• [DATA UNDER STUDY]:
______________________________

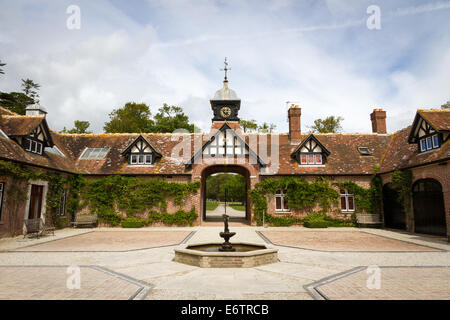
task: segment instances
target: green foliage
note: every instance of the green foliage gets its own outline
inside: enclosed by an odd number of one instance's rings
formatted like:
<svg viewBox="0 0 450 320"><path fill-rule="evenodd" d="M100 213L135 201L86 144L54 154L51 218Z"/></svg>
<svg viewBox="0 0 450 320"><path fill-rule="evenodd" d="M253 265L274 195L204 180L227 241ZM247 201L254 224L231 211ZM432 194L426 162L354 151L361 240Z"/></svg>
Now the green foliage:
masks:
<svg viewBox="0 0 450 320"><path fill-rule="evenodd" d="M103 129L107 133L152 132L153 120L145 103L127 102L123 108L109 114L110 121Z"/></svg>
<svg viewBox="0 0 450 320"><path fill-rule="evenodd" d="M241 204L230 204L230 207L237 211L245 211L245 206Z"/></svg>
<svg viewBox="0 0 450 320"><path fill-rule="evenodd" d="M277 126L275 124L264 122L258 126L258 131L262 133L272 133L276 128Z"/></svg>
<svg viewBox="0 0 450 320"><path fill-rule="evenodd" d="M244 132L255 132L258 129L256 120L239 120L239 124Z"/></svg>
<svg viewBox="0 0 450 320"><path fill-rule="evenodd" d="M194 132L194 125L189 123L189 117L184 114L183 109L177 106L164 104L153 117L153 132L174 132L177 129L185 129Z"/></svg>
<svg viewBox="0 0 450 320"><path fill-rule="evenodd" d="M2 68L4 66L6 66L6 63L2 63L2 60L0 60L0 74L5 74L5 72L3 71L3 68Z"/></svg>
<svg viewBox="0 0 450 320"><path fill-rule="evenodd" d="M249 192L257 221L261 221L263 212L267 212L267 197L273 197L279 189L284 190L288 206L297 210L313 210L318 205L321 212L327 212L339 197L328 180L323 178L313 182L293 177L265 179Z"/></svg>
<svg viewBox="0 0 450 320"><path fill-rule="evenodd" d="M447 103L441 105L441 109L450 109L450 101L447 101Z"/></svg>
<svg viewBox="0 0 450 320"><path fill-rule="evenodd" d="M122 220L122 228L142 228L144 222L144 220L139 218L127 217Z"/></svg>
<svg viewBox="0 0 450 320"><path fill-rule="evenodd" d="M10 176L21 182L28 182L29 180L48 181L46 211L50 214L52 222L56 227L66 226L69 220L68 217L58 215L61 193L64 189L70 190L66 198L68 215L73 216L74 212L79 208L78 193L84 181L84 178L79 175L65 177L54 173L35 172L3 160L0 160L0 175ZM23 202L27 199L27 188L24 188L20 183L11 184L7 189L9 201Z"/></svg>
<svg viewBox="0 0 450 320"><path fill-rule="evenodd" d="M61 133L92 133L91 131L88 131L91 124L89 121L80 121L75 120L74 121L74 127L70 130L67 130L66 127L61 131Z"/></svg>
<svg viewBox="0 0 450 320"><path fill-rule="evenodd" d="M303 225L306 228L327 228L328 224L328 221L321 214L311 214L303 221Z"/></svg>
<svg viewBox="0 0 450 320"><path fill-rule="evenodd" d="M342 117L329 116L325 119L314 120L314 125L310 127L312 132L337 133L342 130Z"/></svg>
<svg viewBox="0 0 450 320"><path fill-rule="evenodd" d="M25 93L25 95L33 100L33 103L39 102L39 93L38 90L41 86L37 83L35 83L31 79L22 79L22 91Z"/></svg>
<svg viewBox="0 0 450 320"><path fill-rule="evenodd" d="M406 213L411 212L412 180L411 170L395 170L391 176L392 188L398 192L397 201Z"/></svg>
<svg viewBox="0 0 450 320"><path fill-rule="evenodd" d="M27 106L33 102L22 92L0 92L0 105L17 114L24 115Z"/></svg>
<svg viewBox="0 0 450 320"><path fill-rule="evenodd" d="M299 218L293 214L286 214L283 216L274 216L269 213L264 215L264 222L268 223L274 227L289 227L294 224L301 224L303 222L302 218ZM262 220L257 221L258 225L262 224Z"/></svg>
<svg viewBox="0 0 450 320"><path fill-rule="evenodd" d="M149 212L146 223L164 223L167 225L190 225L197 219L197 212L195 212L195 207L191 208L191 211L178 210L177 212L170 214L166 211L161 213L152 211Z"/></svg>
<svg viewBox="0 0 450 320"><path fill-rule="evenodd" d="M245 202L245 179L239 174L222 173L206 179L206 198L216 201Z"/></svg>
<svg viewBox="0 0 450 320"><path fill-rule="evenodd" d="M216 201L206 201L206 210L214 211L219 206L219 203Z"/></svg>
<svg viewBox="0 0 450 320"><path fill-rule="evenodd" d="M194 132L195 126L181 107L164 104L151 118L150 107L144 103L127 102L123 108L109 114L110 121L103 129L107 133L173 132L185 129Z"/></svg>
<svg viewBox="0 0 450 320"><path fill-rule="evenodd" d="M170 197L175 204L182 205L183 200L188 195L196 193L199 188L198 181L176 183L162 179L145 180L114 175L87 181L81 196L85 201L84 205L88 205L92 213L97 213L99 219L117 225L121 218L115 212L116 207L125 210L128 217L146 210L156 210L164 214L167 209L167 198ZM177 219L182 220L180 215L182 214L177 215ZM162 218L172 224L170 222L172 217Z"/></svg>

______________________________

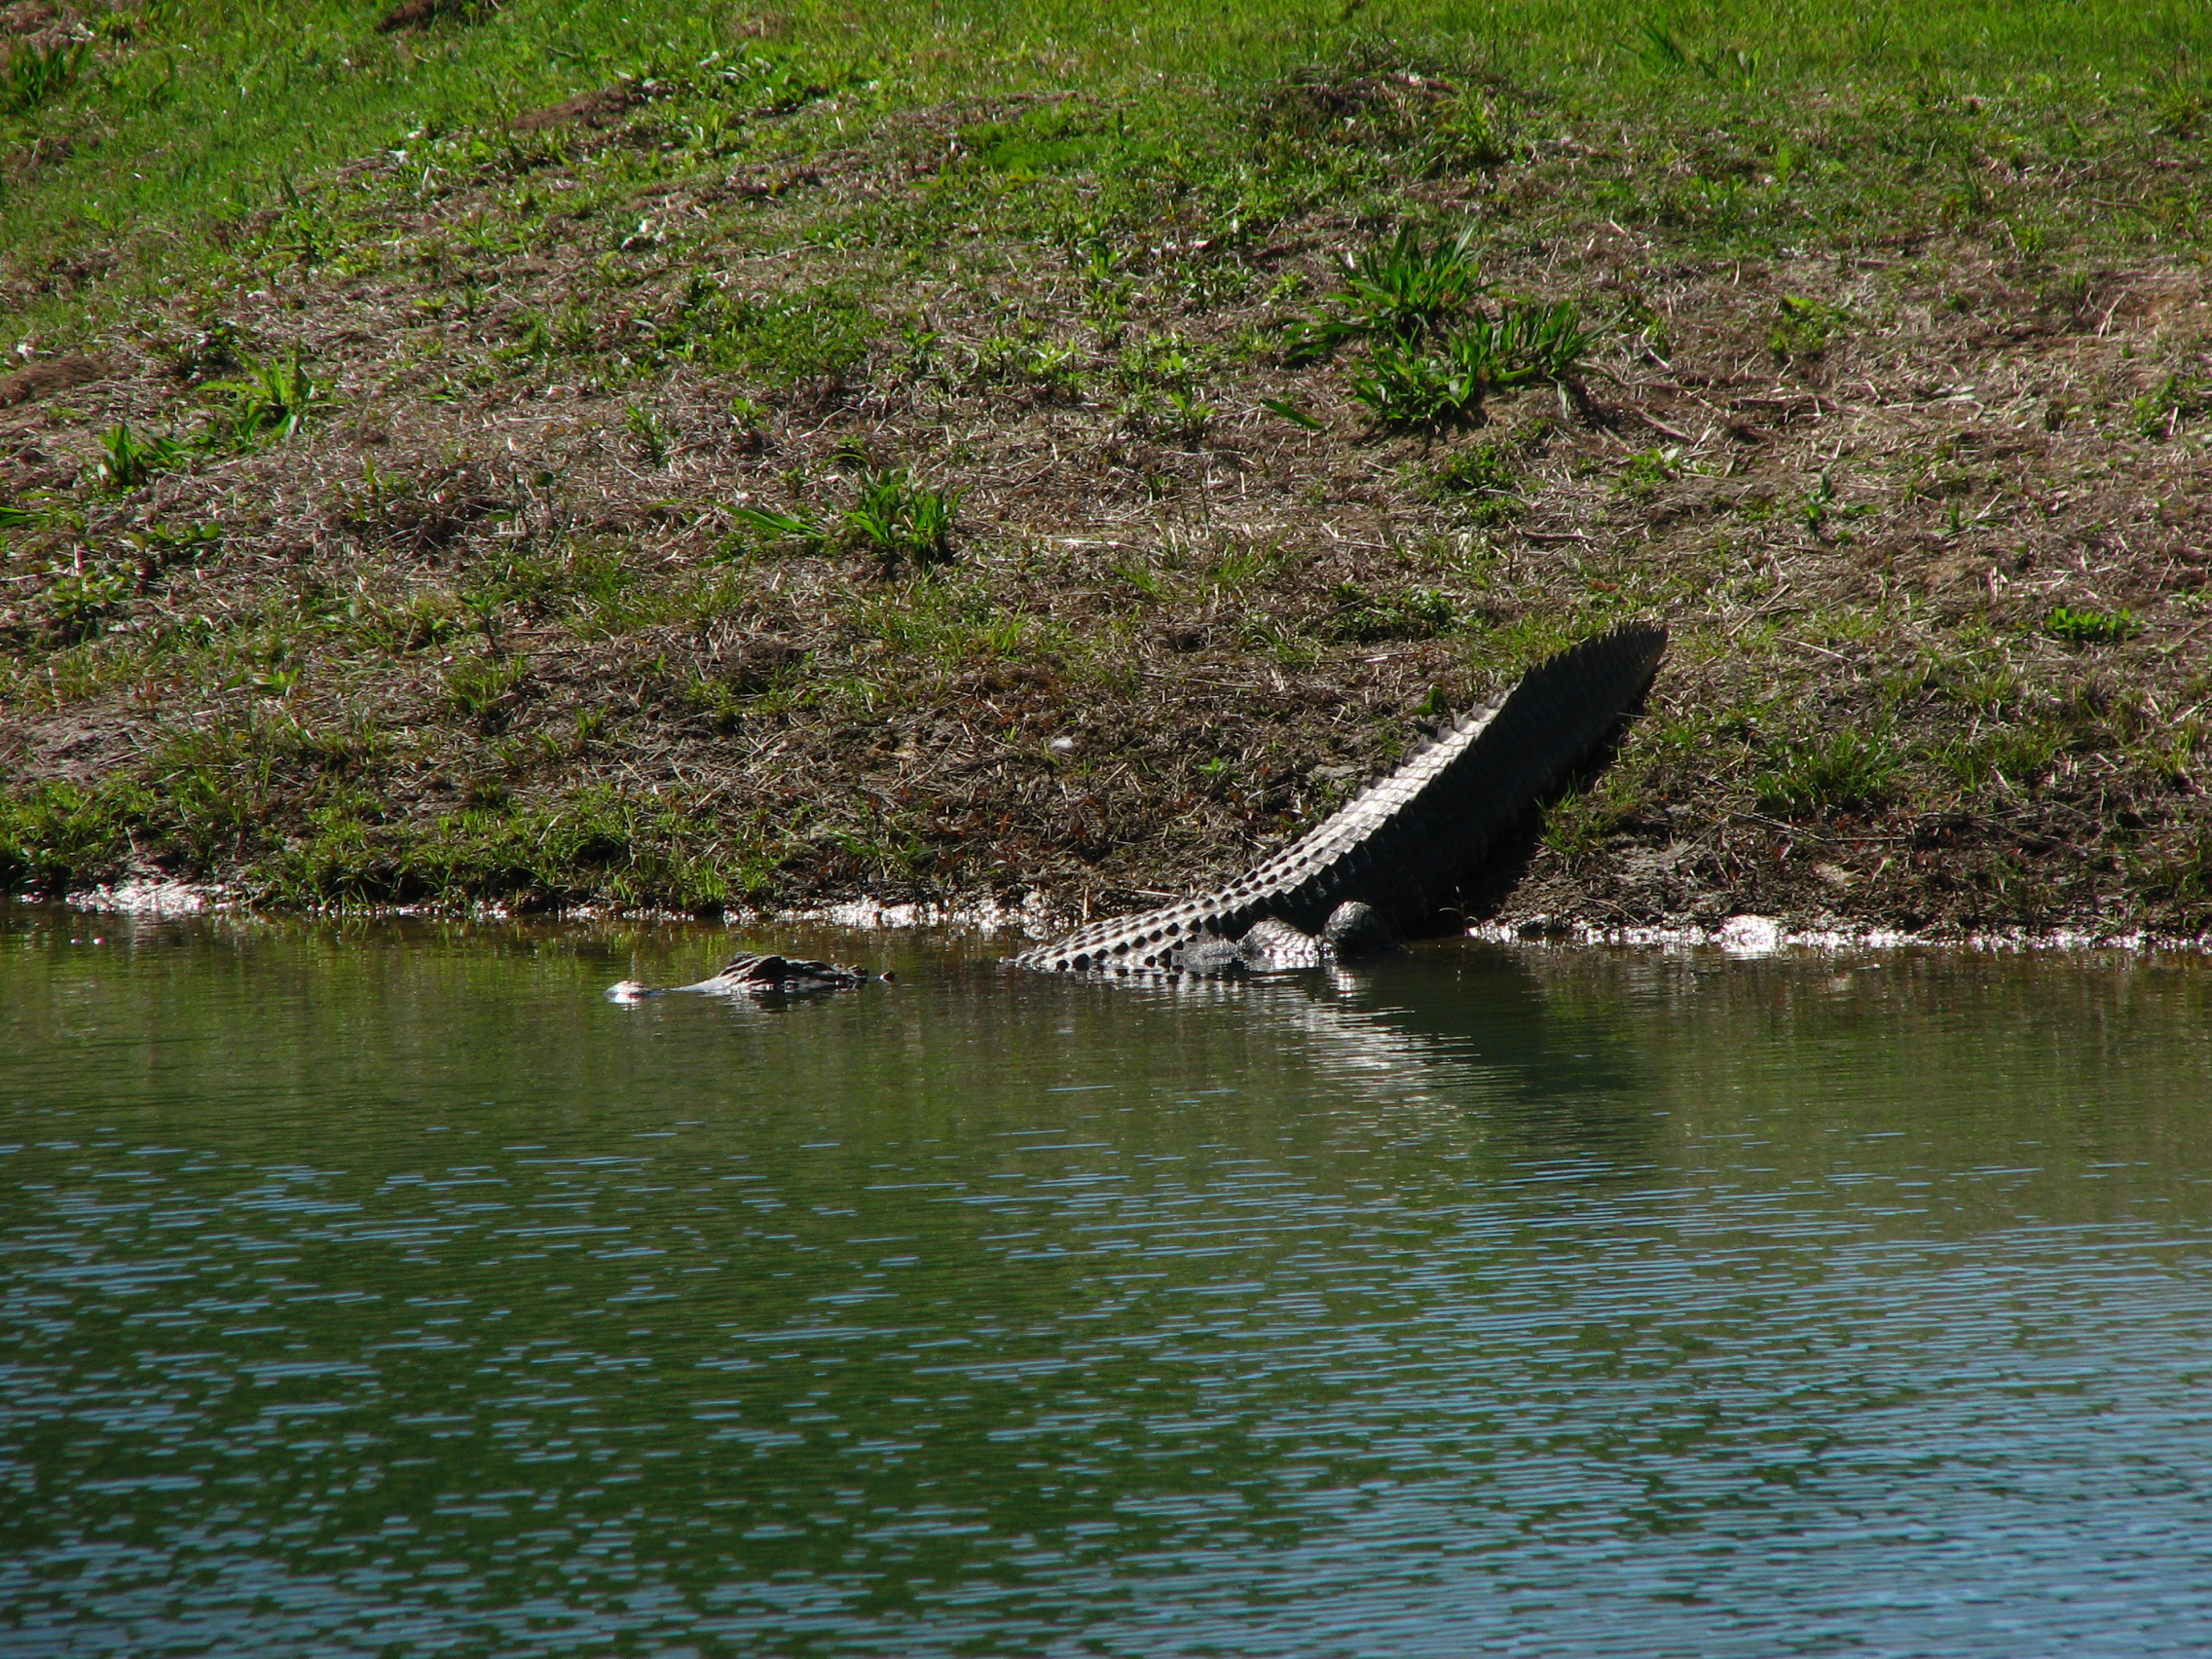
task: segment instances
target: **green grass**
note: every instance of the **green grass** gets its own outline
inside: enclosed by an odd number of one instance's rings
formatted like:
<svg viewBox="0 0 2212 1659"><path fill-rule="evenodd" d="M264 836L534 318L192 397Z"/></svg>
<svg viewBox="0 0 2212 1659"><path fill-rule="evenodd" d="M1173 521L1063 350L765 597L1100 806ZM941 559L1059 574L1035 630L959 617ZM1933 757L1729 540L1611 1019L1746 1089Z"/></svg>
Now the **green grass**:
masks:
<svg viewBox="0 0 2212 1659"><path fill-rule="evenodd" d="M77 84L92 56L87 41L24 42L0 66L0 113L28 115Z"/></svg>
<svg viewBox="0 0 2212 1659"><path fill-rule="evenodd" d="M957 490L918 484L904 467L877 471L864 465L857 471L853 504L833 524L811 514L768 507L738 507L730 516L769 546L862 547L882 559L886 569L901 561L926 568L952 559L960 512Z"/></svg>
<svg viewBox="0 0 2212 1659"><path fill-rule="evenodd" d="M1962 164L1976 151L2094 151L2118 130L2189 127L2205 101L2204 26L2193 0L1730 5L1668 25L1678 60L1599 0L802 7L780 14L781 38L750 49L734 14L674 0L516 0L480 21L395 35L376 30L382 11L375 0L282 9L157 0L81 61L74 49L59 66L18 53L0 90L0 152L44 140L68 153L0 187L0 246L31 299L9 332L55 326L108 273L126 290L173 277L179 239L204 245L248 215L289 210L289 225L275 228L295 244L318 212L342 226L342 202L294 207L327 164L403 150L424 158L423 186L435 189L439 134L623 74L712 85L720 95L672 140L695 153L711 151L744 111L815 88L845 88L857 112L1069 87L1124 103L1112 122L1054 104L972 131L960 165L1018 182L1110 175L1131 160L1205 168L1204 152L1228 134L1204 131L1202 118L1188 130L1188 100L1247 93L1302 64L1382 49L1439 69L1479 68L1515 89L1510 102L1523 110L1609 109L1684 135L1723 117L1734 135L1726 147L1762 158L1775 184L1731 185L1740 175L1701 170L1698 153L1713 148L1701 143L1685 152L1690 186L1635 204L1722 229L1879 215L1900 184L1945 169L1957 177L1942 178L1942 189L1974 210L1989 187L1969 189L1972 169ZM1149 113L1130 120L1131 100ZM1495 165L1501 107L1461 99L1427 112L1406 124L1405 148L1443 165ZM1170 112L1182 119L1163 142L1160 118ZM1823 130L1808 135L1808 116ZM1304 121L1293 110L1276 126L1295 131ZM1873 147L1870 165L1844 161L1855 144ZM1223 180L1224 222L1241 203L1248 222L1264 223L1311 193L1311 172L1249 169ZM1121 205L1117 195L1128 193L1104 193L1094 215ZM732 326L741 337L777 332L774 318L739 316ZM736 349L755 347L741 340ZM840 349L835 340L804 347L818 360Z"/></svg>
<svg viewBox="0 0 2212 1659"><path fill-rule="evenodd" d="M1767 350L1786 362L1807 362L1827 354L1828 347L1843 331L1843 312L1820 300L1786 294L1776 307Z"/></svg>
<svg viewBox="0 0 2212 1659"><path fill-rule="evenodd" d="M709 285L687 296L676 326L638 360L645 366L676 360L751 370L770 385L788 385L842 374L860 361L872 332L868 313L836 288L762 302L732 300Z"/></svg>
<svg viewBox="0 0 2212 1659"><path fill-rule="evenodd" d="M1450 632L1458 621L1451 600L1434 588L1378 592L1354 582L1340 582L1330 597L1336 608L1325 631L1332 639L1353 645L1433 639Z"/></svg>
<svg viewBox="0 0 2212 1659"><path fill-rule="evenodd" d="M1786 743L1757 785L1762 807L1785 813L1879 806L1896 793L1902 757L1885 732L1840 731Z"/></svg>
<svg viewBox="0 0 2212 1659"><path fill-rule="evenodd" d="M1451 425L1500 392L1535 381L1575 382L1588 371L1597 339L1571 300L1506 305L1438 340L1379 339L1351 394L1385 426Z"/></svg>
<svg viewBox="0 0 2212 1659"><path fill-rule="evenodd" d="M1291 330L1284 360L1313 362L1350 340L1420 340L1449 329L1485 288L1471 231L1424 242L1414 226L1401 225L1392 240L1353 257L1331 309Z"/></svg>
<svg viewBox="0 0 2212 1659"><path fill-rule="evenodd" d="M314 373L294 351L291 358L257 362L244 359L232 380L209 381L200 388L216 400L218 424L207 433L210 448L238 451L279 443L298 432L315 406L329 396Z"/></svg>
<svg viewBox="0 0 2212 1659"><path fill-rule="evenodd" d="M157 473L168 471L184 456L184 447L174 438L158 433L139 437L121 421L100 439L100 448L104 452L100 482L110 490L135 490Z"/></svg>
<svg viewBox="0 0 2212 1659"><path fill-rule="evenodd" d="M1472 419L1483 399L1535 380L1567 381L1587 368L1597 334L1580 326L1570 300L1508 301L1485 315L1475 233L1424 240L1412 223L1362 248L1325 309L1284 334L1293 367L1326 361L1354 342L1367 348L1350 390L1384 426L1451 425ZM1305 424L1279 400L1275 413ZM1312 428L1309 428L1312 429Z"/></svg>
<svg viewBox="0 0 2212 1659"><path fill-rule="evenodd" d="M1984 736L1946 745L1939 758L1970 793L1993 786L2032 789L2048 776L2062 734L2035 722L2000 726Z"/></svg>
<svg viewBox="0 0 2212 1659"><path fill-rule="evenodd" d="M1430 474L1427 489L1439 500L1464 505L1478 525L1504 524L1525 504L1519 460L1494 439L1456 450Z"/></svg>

______________________________

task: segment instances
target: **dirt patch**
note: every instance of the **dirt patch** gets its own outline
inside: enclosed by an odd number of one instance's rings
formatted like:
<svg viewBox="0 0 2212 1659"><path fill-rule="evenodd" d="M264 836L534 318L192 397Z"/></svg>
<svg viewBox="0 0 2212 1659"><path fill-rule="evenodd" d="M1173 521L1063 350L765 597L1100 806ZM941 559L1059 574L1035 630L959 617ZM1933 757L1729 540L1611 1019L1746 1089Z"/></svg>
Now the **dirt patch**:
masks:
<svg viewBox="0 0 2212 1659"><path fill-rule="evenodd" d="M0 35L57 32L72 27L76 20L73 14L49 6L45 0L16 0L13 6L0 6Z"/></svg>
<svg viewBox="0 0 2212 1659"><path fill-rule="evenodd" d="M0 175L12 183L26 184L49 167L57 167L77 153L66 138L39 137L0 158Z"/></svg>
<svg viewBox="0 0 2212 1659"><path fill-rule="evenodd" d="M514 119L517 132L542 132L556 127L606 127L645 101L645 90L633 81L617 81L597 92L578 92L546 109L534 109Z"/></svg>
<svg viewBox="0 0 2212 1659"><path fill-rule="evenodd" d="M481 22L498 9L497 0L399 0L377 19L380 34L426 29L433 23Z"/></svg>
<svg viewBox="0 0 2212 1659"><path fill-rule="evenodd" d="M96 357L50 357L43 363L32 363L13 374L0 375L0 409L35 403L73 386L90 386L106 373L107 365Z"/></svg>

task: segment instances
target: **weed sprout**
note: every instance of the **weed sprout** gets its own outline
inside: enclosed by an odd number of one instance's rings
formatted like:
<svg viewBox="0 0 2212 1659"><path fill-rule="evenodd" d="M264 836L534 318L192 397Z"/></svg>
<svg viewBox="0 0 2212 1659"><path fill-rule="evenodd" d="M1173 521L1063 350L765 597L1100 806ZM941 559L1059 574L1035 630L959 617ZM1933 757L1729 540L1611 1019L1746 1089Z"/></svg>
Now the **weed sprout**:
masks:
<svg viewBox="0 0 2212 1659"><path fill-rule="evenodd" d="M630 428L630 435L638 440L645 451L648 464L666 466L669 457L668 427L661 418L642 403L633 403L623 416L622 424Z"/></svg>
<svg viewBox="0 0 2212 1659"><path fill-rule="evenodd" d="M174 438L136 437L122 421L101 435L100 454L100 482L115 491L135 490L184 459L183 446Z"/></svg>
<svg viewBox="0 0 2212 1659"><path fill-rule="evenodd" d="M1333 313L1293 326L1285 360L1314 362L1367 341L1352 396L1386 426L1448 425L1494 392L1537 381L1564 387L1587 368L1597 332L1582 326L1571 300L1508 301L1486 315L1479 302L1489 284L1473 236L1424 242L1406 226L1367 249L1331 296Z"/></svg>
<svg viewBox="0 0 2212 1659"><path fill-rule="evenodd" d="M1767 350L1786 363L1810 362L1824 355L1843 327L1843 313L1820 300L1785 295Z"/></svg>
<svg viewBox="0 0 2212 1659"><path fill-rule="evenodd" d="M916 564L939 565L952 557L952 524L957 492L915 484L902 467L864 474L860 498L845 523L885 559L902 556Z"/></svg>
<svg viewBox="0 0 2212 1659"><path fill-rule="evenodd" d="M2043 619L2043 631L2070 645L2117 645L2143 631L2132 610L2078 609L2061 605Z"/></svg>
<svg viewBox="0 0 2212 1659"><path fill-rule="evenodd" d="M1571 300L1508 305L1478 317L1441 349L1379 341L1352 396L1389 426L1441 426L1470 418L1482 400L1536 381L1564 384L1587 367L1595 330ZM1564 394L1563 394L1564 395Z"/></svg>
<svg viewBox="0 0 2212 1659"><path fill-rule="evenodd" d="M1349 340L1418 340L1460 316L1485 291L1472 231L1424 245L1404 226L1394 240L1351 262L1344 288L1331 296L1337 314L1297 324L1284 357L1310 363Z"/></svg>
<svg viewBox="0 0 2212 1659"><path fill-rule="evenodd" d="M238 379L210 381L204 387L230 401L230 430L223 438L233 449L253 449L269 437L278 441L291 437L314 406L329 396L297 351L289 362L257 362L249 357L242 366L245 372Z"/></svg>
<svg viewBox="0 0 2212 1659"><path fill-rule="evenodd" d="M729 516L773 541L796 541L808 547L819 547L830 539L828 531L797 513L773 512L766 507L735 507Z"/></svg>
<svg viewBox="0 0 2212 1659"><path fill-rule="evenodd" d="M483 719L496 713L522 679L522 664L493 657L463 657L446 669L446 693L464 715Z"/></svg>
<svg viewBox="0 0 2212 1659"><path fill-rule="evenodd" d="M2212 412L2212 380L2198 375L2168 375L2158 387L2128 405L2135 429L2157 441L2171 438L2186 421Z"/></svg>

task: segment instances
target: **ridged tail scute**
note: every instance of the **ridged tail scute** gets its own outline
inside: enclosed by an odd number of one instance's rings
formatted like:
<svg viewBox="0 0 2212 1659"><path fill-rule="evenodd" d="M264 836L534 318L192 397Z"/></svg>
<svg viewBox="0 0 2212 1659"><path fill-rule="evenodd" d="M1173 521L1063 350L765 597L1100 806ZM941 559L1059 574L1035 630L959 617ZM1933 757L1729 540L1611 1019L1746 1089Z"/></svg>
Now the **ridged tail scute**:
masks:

______________________________

• [TASK DETAILS]:
Using only the listing above, restate exactly the lines from the line containing "note: every instance of the **green" through the line containing "Now the **green", both included.

• [REPLY TO THE EXERCISE]:
note: every instance of the **green grass** gets its own outline
inside: enclosed by an odd number of one instance's rings
formatted like:
<svg viewBox="0 0 2212 1659"><path fill-rule="evenodd" d="M264 836L534 318L192 397Z"/></svg>
<svg viewBox="0 0 2212 1659"><path fill-rule="evenodd" d="M1173 521L1063 350L765 597L1100 806ZM941 559L1059 574L1035 630L959 617ZM1933 757L1729 540L1611 1019L1746 1089Z"/></svg>
Now the **green grass**:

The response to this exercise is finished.